**Kurze Aufgabe a**
Kannst du sämtliche Zeilen der Liste unverändert herausschreiben und dabei die Bilder weglassen?

______________________________

Suns Of Thyme – Cascades

Geographisches Kuriosum: Suns Of Thyme ist ein Quintettaus Berlin ohne einen einzigen Berliner. Die fünf Mitglieder sammelten reichlich Erfahrung in anderen Bands, brachten es aber jeweils nie über ein Album hinaus. Irgendwann landeten sie schließlich in der Hauptstadt und vereinten ihre Vorlieben für Kraut, Psychedelic, Post Punk, Shoegaze und zahlreiche weitere düstere und experimentelle Klänge. „Cascades“ ist ihre zweite gemeinsame Platte und damit ein Novum für alle Beteiligten.
Über weite Strecken wechseln sich Licht und Schatten ab. Wenn Suns Of Thyme über sich hinauswachsen, wird es spektakulär. Da wäre beispielsweise der leidenschaftliche, pulsierende Opener „Do Or Die“, der die Post-Punk-Ursuppe auf einen treibenden Bass legt und, je länger der Track dauert, gehörige Interferenzen heraufbeschwört. Auch „In Dreams Awake“ bleibt hängen mit seinen dezenten Neu!-Querverweisen, New-Wave-Leichtigkeit und sympathischen Melodien. Mittendrunter schleichen sich erste Störsignale ein, auch die Rhythmusabteilung peitscht den anfangs unschuldig wirkenden Song voran und beflügelt regelrecht.

______________________________

**Kurze Aufgabe b**
Wie lautet der Abschnitt der Rezension, der mit „Über weite Strecken“ beginnt und bis einschließlich „und beflügelt regelrecht.“ reicht, in aktualisierter Fassung, wenn „Opener“ durch „Eröffnungsstück“ ersetzt wird?

______________________________

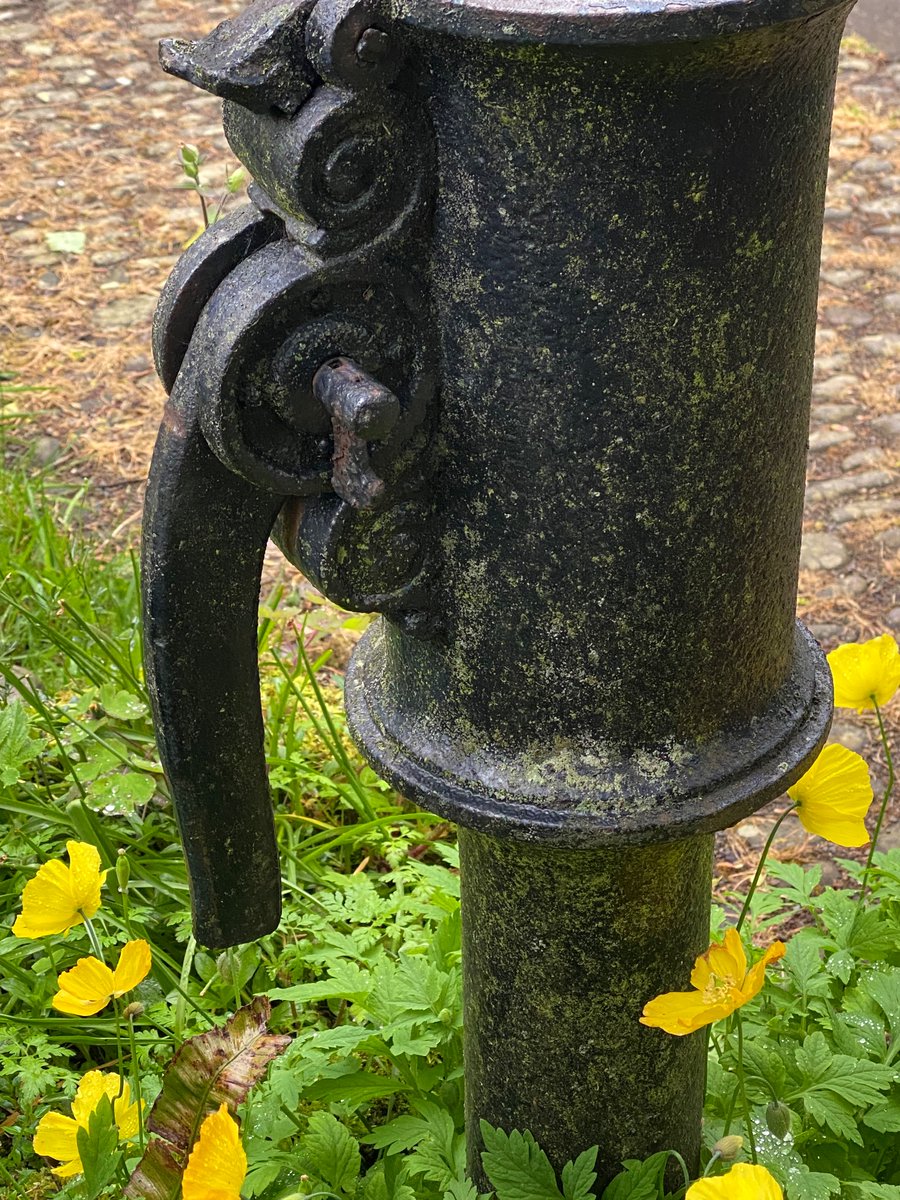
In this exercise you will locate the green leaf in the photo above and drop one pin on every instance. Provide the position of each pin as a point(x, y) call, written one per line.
point(210, 1069)
point(579, 1177)
point(640, 1180)
point(517, 1167)
point(99, 1149)
point(65, 241)
point(120, 792)
point(121, 705)
point(885, 1119)
point(333, 1151)
point(803, 1185)
point(17, 747)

______________________________

**Ausgabe a**
In this exercise you will locate the green leaf in the photo above and drop one pin on every instance. Provide the position of each pin as a point(x, y) call, written one per line.
point(210, 1069)
point(579, 1177)
point(640, 1180)
point(517, 1167)
point(99, 1149)
point(65, 241)
point(120, 792)
point(121, 705)
point(885, 1119)
point(333, 1151)
point(803, 1185)
point(17, 747)

**Ausgabe b**
Über weite Strecken wechseln sich Licht und Schatten ab. Wenn Suns Of Thyme über sich hinauswachsen, wird es spektakulär. Da wäre beispielsweise der leidenschaftliche, pulsierende Eröffnungsstück „Do Or Die“, der die Post-Punk-Ursuppe auf einen treibenden Bass legt und, je länger der Track dauert, gehörige Interferenzen heraufbeschwört. Auch „In Dreams Awake“ bleibt hängen mit seinen dezenten Neu!-Querverweisen, New-Wave-Leichtigkeit und sympathischen Melodien. Mittendrunter schleichen sich erste Störsignale ein, auch die Rhythmusabteilung peitscht den anfangs unschuldig wirkenden Song voran und beflügelt regelrecht.